Mustafa Kemal Teşkilat Saflarında

Mustafa Kemal Atatürk de bir dönem Teşkilat-ı Mahsusa içinde faaliyet göstermiştir. Ünlü istihbaratçı Kuşçubaşı Eşref’in anılarında ve Phillip H. Stoddard’ın “Teşkilatı Mahsusa” isimli doktora tezinde, Mustafa Kemal’in teşkilat kadroları içerisinde olduğu belirtilmektedir. Mustafa Kemal, İttihat ve Terakki’ye 29 Ekim 1907’de üye olmuştur. Mustafa Kemal’in teşkilat için üstlendiği ilk görev ise, Avustuya-Macaristan’ın Bosna Hersek sınırına yaptığı askeri yığınak hakkında bilgi toplamak olmuştur. Mustafa Kemal, 1908 yılında bu amaçla Bosna’ya gönderilmiştir. Daha sonra, herkesin bildiği gibi, Eylül 1908’de, Mustafa Kemal, yine teşkilatın emriyle Trablusgarp’a geçmiş ve buradaki gerilla savaşının örgütlenmesi faaliyetlerine katılmıştır. (ss. 28-29) İttihat Terakki ve dolayısıyla Teşkilat-ı Mahsusa, görülmektedir ki herşeyden önce iyi bir ihtilalci ocağı olarak tarihteki yerini almıştır.
:::
▶ _Görev tanımı 1_
Aşağıdaki kayıtlarda "tower" kelimesinin geçtiği satırları sayın ve yalnızca bu sayıyı yazın.
:::
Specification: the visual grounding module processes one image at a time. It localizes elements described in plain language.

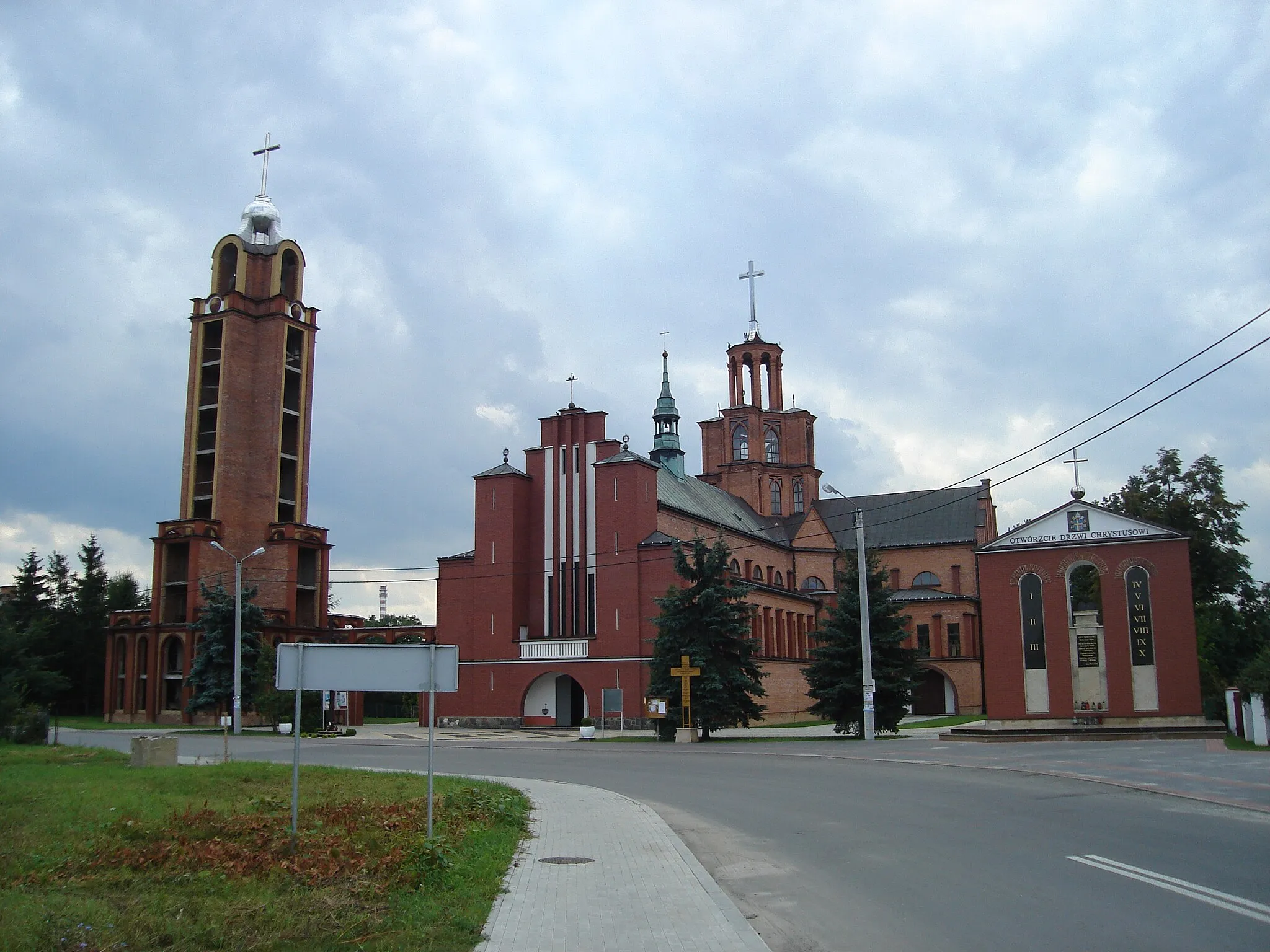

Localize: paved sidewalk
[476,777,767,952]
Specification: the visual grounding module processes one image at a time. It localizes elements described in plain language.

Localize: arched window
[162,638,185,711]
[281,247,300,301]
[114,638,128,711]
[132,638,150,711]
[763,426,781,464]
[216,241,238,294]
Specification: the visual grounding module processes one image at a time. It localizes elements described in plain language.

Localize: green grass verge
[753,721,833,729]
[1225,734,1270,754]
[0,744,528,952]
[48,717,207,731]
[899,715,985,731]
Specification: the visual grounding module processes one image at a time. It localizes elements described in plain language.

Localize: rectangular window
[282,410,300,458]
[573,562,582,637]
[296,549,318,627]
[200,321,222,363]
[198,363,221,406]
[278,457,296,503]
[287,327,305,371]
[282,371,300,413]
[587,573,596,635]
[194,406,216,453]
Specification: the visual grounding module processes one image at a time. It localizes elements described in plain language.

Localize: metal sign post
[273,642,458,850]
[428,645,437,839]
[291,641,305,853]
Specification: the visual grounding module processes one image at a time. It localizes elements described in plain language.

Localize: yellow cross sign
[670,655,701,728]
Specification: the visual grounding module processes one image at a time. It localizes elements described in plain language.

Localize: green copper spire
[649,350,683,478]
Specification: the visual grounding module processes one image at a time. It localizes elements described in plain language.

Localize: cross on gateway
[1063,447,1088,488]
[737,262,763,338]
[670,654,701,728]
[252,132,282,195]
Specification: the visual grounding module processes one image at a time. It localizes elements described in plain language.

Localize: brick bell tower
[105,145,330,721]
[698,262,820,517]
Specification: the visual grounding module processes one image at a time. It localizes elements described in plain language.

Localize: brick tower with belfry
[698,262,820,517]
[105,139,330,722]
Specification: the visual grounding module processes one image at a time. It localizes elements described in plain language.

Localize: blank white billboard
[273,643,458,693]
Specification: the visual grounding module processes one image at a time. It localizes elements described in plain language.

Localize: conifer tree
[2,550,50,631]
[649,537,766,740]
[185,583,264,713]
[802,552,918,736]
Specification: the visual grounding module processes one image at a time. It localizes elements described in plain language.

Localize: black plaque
:::
▶ _Görev tanımı 2_
Lütfen yukarıdaki kayıtlardan önce yer alan, Mustafa Kemal'in Teşkilat-ı Mahsusa'daki faaliyetlerini anlatan metni son cümlesinden sonra sürdürün.

▶ _Görev sonucu 1_
2

▶ _Görev sonucu 2_
Teşkilat-ı Mahsusa, Balkanlarda sağladığı başarıyı Arap yarımadasına da taşımak istemiş ve burada İngiliz istihbaratı ile amansız bir istihbarat savaşına tutuşmuştur. O sırada İngiliz istihbaratı hem parasal, hem teknik, hem de personel bakımında son derece üstün niteliklere sahip durumdaydı. Kadroda Gertrude Bell, Thomas Edward Lawrence (T.E. Lawrence-Arabistanlı Lawrence) ve Captain Shakespeare gibi ünlü istihbaratçılar bulunmaktaydı. Teşkilat-ı Mahsusa ise bunların karşısına Süleyman Askeri, Kuşçubaşı Eşref ve Nuri Paşa gibi isimlerle çıkmıştı.(s. 42) Fakat İngiliz propagandası baskın çıktı ve Osmanlı uzun yıllar hakimiyet kurduğu topraklardan geri çekildi. Orta Doğu’da yaşanan istihbarat savaşı, Teşkilat-ı Mahsusa’yı güçlendirmişti. Savaştan geriye deneyimli, iyi eğitimli 40.000’den fazla istihbaratçı ve organizasyon mirası kalmıştı. (ss. 45-46)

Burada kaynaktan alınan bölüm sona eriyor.